▶ **EXTRAIT DE PAGE**

Sur les 40169 espèces évaluées, 16125 sont aujourd'hui menacées d'extinction. «Un amphibien sur trois, un oiseau sur huit et un mammifère sur quatre sont en péril», détaille Jean-Christophe Vié, coordinateur adjoint du programme pour les espèces. Reconnue au niveau mondial comme étant l'état des lieux le plus consciencieux de la biodiversité et présentant neuf catégories allant de Non évalué à Eteint (lire p. 2), cette liste doit aussi servir d'outil pour quantifier les objectifs que s'est fixés la communauté internationale: freiner drastiquement la perte de diversité biologique d'ici à 2010.

Pour la première fois aussi, un inventaire régional détaillé de certains groupes marins, comme les raies et les requins, y est inclus. Il en ressort que sur les 547 espèces inscrites, environ 20% sont menacées d'extinction. Selon l'UICN, cela confirme les craintes selon lesquelles ces espèces à croissance lente sont très sensibles à la surpêche. «Il est vital de prendre des mesures pour améliorer les pratiques de gestion et appliquer des mesures de conservation telles que des zones interdites à la pêche, des règlements sur le maillage des filets et des limites de captures internationales», avertit Craig Hilton-Taylor, de l'Unité liste rouge de l'UICN.

Dans les eaux douces aussi, le taux de déclin est conséquent. 56% des 252 espèces de poissons d'eau douce endémiques du bassin méditerranéen sont menacées. Et en Afrique de l'Est, les effets des activités humaines menacent un poisson sur quatre. Avec des conséquences sur le régime alimentaire des populations locales.

▶ **CONSIGNE**
Remplacez « Afrique de l'Est » par « Afrique de l'Ouest » dans le passage sur les espèces menacées, de « Dans les eaux » jusqu'à « des populations locales. » inclus, puis recopiez ce passage. Les données qui suivent ne sont pas nécessaires.

▶ **DONNÉES FOURNIES**
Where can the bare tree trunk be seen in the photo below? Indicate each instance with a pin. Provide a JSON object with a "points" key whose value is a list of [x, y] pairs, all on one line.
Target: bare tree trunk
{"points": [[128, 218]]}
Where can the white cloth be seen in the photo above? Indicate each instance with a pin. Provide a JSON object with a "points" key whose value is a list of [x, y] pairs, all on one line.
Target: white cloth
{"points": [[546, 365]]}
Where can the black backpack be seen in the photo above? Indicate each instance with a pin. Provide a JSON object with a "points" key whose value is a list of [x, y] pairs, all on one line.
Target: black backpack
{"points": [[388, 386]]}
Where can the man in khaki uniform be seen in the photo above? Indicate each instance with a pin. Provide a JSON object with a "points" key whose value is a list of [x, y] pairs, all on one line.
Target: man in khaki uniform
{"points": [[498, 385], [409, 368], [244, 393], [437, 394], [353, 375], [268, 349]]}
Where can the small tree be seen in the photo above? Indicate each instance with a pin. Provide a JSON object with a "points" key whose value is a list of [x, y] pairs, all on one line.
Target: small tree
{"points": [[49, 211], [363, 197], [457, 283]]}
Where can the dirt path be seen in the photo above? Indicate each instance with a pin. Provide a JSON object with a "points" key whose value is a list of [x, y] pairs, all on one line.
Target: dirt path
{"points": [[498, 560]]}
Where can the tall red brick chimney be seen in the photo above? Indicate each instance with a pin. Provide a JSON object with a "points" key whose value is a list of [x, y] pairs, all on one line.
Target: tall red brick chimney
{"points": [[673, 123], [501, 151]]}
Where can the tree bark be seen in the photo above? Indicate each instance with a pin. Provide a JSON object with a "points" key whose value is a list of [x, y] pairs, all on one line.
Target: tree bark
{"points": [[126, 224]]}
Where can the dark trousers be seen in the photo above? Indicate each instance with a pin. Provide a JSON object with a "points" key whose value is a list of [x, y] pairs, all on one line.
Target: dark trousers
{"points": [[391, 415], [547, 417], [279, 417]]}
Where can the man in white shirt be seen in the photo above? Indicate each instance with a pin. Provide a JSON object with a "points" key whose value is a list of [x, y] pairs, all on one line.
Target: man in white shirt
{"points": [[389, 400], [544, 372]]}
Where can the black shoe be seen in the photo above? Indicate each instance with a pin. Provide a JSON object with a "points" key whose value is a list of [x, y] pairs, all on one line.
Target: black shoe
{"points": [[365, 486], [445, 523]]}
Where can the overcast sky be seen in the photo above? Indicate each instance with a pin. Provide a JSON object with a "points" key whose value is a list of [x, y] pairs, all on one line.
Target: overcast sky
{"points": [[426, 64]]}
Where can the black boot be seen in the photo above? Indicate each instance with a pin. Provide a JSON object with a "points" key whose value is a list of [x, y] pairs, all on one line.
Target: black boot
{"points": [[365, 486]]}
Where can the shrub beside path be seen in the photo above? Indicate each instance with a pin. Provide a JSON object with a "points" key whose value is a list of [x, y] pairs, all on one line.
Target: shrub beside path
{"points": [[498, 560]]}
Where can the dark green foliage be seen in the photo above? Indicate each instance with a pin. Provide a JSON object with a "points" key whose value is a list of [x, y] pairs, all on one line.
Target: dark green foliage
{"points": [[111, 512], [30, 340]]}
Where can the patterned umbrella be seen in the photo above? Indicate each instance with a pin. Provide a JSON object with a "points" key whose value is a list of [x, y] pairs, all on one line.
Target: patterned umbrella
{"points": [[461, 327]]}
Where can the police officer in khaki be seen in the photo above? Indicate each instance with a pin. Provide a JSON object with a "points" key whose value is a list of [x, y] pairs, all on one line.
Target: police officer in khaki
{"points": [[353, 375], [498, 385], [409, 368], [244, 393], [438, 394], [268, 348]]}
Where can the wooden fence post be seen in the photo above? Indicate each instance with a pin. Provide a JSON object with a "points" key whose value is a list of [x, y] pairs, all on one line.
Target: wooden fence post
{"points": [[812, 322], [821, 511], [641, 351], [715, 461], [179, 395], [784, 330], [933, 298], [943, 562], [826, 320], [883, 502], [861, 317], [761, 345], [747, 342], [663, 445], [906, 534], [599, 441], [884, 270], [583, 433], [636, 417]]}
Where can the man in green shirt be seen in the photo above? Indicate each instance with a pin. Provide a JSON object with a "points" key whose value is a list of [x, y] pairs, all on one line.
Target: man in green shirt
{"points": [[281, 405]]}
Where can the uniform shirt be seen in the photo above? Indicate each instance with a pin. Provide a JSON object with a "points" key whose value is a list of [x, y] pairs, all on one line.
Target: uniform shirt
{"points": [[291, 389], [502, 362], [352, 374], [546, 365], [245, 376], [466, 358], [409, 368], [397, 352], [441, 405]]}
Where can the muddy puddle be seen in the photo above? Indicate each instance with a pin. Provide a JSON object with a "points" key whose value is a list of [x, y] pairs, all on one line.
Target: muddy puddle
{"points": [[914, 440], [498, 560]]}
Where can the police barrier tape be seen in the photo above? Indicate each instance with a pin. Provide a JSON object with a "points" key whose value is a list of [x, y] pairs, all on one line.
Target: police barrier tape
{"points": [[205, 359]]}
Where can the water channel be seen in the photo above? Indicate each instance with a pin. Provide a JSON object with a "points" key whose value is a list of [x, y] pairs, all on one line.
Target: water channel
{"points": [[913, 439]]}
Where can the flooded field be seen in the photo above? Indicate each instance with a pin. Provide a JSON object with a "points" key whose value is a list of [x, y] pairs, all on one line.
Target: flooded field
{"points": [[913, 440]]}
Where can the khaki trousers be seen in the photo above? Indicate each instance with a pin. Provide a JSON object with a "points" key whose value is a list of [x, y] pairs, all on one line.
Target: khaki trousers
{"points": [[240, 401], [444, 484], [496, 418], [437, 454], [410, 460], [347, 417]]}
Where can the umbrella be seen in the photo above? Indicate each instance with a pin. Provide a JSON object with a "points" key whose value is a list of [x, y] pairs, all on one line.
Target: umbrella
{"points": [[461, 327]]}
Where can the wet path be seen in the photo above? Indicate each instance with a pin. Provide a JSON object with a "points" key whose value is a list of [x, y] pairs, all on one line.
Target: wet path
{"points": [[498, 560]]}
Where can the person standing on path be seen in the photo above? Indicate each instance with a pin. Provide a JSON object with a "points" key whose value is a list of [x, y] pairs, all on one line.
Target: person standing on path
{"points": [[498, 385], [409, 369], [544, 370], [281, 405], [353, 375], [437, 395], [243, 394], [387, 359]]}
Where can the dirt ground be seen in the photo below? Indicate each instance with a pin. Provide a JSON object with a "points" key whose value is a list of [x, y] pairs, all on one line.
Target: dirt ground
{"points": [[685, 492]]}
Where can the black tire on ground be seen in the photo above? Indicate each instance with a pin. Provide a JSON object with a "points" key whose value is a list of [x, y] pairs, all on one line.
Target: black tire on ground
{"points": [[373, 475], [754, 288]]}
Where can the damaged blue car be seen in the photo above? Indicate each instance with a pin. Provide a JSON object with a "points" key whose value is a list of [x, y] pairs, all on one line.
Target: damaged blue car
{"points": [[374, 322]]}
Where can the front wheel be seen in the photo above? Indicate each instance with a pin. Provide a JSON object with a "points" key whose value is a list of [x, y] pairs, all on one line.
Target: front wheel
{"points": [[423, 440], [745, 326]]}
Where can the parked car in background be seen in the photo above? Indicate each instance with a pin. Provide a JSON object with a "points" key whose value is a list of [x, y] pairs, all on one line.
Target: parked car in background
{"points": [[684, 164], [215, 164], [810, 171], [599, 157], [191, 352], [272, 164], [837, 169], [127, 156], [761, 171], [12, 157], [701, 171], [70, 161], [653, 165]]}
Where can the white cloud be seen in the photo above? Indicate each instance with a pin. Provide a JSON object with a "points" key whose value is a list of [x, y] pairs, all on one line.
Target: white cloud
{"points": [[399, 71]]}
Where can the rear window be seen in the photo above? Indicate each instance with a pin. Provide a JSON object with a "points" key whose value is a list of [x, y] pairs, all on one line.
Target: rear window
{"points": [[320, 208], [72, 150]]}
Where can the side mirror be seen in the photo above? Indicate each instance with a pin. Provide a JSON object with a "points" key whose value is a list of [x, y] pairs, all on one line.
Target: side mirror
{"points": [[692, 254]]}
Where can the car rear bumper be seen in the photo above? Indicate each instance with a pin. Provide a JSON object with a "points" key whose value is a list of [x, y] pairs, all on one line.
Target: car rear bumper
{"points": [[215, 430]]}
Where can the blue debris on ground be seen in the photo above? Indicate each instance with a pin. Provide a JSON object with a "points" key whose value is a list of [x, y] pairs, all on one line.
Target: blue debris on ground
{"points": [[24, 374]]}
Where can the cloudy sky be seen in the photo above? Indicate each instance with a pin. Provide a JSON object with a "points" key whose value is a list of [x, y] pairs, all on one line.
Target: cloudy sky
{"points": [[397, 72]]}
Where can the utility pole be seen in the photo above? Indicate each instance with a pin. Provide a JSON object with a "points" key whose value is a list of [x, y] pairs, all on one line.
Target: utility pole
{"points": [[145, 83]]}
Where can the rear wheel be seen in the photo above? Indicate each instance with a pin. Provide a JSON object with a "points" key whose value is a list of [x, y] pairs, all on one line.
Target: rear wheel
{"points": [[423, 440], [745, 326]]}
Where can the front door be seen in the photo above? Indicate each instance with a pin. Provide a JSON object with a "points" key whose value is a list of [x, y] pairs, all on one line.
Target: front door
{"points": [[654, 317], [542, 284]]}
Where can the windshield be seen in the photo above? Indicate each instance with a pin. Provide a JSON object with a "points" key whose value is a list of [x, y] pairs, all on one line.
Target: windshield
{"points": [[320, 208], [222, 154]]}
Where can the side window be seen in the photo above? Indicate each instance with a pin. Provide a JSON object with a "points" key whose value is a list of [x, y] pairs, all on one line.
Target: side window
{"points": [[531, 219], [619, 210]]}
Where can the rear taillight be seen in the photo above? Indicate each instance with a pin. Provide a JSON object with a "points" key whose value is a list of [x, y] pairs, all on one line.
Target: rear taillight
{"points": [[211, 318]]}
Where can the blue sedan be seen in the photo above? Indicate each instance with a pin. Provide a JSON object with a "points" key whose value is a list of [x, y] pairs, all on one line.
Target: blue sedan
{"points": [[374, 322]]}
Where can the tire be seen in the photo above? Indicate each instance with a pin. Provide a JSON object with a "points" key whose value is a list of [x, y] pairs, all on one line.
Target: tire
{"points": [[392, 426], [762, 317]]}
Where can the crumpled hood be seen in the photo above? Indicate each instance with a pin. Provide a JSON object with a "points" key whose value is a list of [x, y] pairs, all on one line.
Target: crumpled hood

▶ **RÉSULTAT DE L'EXERCICE**
Dans les eaux douces aussi, le taux de déclin est conséquent. 56% des 252 espèces de poissons d'eau douce endémiques du bassin méditerranéen sont menacées. Et en Afrique de l'Ouest, les effets des activités humaines menacent un poisson sur quatre. Avec des conséquences sur le régime alimentaire des populations locales.